YOUR OBJECTIVE:
Please restate word for word the line holding "Exercise. Mark the white" and every following line through the end of the entries.
━━━ DATA FOR PROCESSING ━━━
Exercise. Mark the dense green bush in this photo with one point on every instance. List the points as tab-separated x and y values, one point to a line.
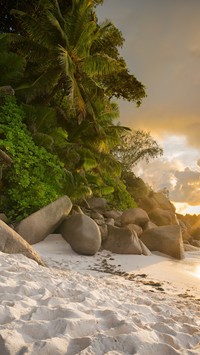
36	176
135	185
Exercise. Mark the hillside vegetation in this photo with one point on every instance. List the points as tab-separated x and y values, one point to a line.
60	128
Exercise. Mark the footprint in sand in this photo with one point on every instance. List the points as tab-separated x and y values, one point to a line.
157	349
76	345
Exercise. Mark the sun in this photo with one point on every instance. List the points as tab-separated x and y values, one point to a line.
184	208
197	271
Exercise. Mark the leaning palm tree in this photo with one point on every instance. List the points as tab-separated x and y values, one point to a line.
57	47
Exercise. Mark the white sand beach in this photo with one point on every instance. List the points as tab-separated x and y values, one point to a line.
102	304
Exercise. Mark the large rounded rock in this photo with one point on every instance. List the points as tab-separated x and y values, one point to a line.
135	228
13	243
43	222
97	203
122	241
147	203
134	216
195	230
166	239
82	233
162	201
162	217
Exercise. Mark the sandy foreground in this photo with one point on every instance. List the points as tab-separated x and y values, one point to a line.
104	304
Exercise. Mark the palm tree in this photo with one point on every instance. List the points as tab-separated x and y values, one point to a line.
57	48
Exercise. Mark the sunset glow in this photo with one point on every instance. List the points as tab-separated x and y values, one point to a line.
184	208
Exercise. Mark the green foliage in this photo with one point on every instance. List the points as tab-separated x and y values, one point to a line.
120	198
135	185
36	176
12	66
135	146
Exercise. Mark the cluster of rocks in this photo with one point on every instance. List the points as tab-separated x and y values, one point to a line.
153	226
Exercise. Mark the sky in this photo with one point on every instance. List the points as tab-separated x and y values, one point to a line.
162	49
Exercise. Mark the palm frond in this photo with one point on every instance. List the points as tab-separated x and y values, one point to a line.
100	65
━━━
RESULT OF THE EXERCISE:
Exercise. Mark the white sand beach in this photo with one point on every instance. List the points as tab-separated x and y values, one point to a line.
102	304
Exercise. Mark the large rounded rock in this photo with one point on every instance. List the points as tab-separated x and y values, one point to a line.
135	228
13	243
43	222
97	203
122	241
147	203
134	216
195	230
166	239
82	233
162	201
162	217
Exercise. Mark the sandy foreground in this photo with one point on every instance. List the points as tab-separated x and y values, one point to a line.
104	304
Exercise. Mark the palm tree in this photo with one point on every instance. List the points as tab-separated x and y values, one point to a line.
57	48
Exercise. Mark the sunset glow in this photo with one point on every instance. List the points as tab-separated x and y values, one point to a line.
184	208
Exercise. Mark the green foliage in this photo with one point on every instance. List the points as tab-separated x and y values, one point to a line.
120	198
135	185
36	176
12	66
135	146
Exercise. Mark the cluster of rocks in this photo with one point on every instance. List the points as tab-separated x and y values, one point to a line.
153	226
Exercise. Mark the sky in this photo with one point on every instance. List the points as tab-separated x and y values, one point to a line.
162	49
Exercise. Mark the palm frond in this photo with one point on every instance. List the points as tab-separated x and y values, one point to a line.
100	65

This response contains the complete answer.